— Begin —
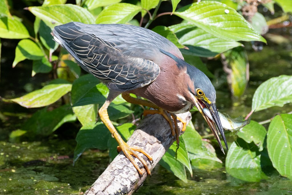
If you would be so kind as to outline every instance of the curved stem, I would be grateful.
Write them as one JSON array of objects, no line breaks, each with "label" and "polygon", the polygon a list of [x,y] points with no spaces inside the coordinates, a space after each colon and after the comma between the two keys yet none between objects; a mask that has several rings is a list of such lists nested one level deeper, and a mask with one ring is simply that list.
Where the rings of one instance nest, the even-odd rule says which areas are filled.
[{"label": "curved stem", "polygon": [[160,6],[160,4],[161,4],[161,2],[162,1],[162,0],[159,0],[159,2],[158,2],[158,4],[157,4],[157,6],[156,6],[156,8],[155,8],[154,12],[153,13],[153,14],[152,15],[152,18],[150,18],[149,19],[149,21],[148,21],[148,22],[146,24],[145,26],[144,27],[145,28],[147,28],[154,20],[154,18],[155,18],[155,16],[156,16],[157,12],[158,11],[158,9],[159,8],[159,7]]}]

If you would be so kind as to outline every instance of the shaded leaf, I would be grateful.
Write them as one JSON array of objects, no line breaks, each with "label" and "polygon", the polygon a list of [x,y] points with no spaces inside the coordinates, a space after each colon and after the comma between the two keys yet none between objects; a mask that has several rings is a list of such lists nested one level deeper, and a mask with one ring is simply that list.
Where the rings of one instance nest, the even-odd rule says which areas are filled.
[{"label": "shaded leaf", "polygon": [[34,15],[44,20],[50,27],[71,22],[93,24],[94,18],[88,11],[72,4],[53,5],[28,7]]},{"label": "shaded leaf", "polygon": [[243,127],[237,135],[248,143],[253,143],[258,147],[259,151],[263,150],[264,141],[267,134],[265,127],[257,122],[251,120],[248,125]]},{"label": "shaded leaf", "polygon": [[269,127],[267,136],[273,166],[281,175],[292,180],[292,115],[276,116]]},{"label": "shaded leaf", "polygon": [[11,100],[27,108],[44,106],[56,101],[71,91],[72,87],[67,81],[56,79],[40,89]]},{"label": "shaded leaf", "polygon": [[101,122],[90,122],[81,127],[76,137],[77,145],[74,151],[73,164],[87,149],[107,149],[107,141],[110,137],[110,131]]},{"label": "shaded leaf", "polygon": [[29,39],[23,39],[18,43],[15,49],[15,58],[12,67],[15,67],[18,62],[25,59],[40,60],[44,56],[36,44]]},{"label": "shaded leaf", "polygon": [[179,48],[185,47],[178,42],[178,39],[174,33],[166,26],[157,26],[151,30],[171,41]]},{"label": "shaded leaf", "polygon": [[178,4],[180,1],[180,0],[171,0],[171,4],[172,4],[172,13],[175,11]]},{"label": "shaded leaf", "polygon": [[159,161],[159,164],[173,173],[180,180],[185,182],[187,182],[185,166],[169,153],[165,153]]},{"label": "shaded leaf", "polygon": [[[141,7],[142,8],[147,10],[156,7],[159,2],[159,0],[141,0]],[[147,12],[145,10],[142,10],[141,12],[142,16],[145,15]]]},{"label": "shaded leaf", "polygon": [[240,97],[244,92],[247,84],[246,73],[248,60],[246,52],[242,47],[237,47],[227,51],[224,55],[232,70],[227,78],[231,92],[233,95]]},{"label": "shaded leaf", "polygon": [[32,62],[32,76],[37,73],[47,73],[52,70],[52,64],[44,56],[41,60],[34,60]]},{"label": "shaded leaf", "polygon": [[292,0],[274,0],[285,12],[292,12]]},{"label": "shaded leaf", "polygon": [[87,0],[85,1],[83,7],[91,10],[100,7],[104,7],[121,2],[121,0]]},{"label": "shaded leaf", "polygon": [[266,42],[236,10],[219,2],[194,3],[180,8],[174,14],[214,36],[226,40]]},{"label": "shaded leaf", "polygon": [[96,18],[97,24],[124,24],[132,20],[141,10],[140,7],[121,3],[105,8]]},{"label": "shaded leaf", "polygon": [[292,102],[292,76],[271,78],[260,85],[253,97],[252,109],[259,111]]},{"label": "shaded leaf", "polygon": [[25,27],[16,18],[0,18],[0,38],[4,39],[26,39],[29,34]]},{"label": "shaded leaf", "polygon": [[[226,157],[227,173],[236,178],[248,182],[259,182],[265,177],[260,166],[260,154],[254,144],[248,144],[238,139],[241,148],[234,142],[229,147]],[[252,149],[252,150],[251,150]]]}]

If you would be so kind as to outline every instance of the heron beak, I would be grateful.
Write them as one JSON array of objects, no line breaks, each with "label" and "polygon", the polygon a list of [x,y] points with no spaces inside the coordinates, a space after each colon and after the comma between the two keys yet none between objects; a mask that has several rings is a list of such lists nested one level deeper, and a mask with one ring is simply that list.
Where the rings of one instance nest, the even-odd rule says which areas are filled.
[{"label": "heron beak", "polygon": [[[199,99],[196,98],[195,98],[195,99],[196,100],[194,102],[195,105],[203,116],[206,122],[207,122],[207,123],[210,127],[211,131],[212,131],[213,134],[214,134],[216,140],[218,142],[220,148],[221,149],[221,150],[225,154],[225,153],[223,149],[223,147],[220,141],[220,137],[219,136],[219,132],[223,139],[223,140],[224,141],[224,143],[227,150],[228,150],[228,146],[227,145],[227,142],[226,141],[225,135],[224,134],[223,128],[222,127],[222,125],[221,124],[221,122],[219,118],[219,115],[218,114],[218,111],[217,111],[217,108],[216,104],[215,103],[212,103],[210,104],[207,103],[205,104]],[[213,120],[212,120],[204,113],[204,112],[203,111],[203,109],[204,108],[207,108],[209,110],[212,117],[213,118]],[[213,120],[214,121],[214,122],[213,121]]]}]

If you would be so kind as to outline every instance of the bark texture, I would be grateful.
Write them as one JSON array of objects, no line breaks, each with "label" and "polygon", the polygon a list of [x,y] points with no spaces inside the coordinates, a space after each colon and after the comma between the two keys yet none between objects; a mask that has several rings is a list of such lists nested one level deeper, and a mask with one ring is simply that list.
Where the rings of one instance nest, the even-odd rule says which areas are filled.
[{"label": "bark texture", "polygon": [[[192,118],[189,112],[178,115],[188,123]],[[181,134],[183,133],[181,131],[182,124],[179,122],[178,125]],[[171,134],[169,124],[161,115],[156,114],[145,117],[127,143],[130,146],[142,148],[152,156],[153,162],[150,163],[146,156],[140,154],[151,170],[175,140],[175,136]],[[138,159],[134,158],[143,171],[142,176],[139,175],[133,165],[121,152],[84,194],[132,194],[147,176],[142,164]]]}]

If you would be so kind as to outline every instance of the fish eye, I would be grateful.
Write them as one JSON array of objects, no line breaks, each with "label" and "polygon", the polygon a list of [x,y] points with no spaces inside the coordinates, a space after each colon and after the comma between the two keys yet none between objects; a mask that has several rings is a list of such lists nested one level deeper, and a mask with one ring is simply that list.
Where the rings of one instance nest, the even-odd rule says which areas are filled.
[{"label": "fish eye", "polygon": [[204,93],[203,93],[203,91],[202,90],[199,89],[197,90],[197,94],[198,94],[200,96],[201,96],[204,94]]}]

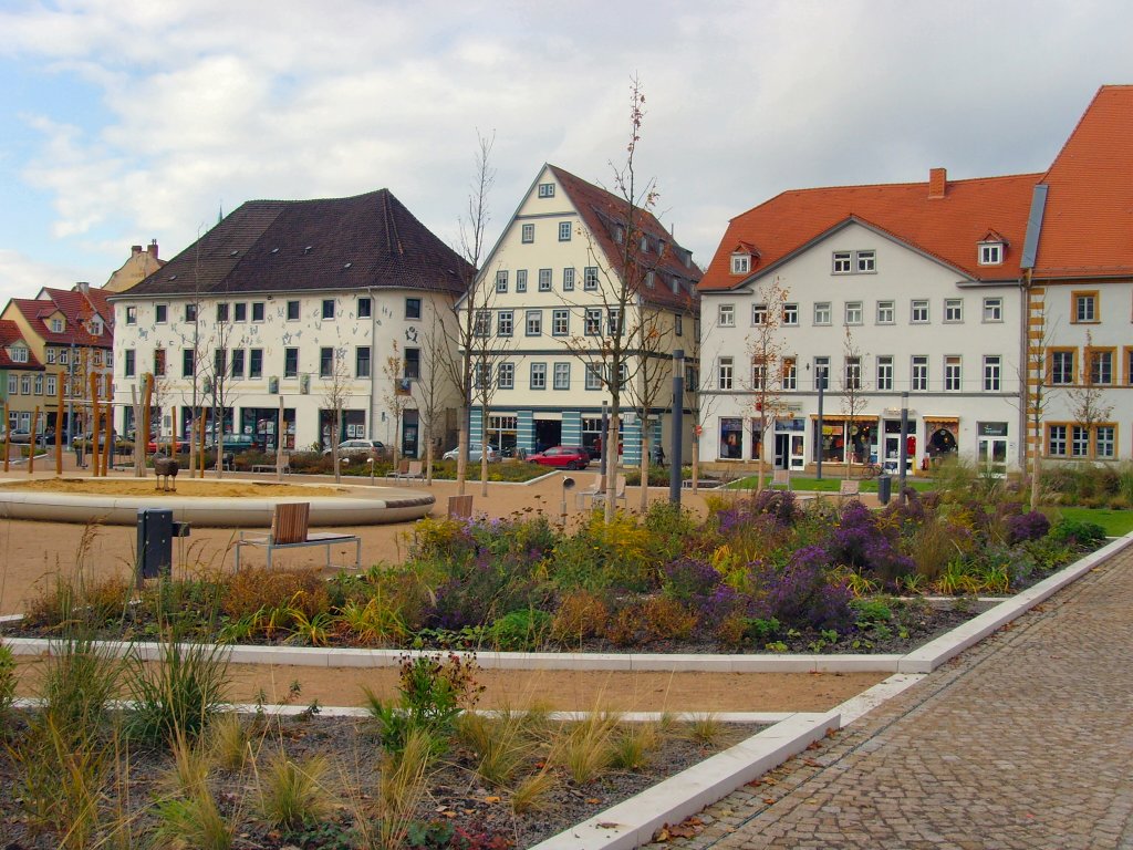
— End —
DIRECTION. Reproduce the data from the line containing "eye, I would be grateful." through the end, substituting "trace" for "outline" and changing nothing else. Omit the pictures.

WRITTEN RESPONSE.
If you would be so kind as to trace every instance of the fish eye, I would be grateful.
Write them as one JSON array of objects, no line breaks, each with "label" and "polygon", the polygon a list of [x,y] points with no spaces inside the coordinates, a space after each colon and after the comma between the two keys yet none between objects; a mask that has several rings is a list of such lists nested one level deeper, and a mask with one ring is simply that list.
Where the rings of one instance nest, the even-odd rule says which areas are filled.
[{"label": "fish eye", "polygon": [[204,93],[203,93],[203,91],[202,90],[199,89],[197,90],[197,94],[198,94],[200,96],[201,96],[204,94]]}]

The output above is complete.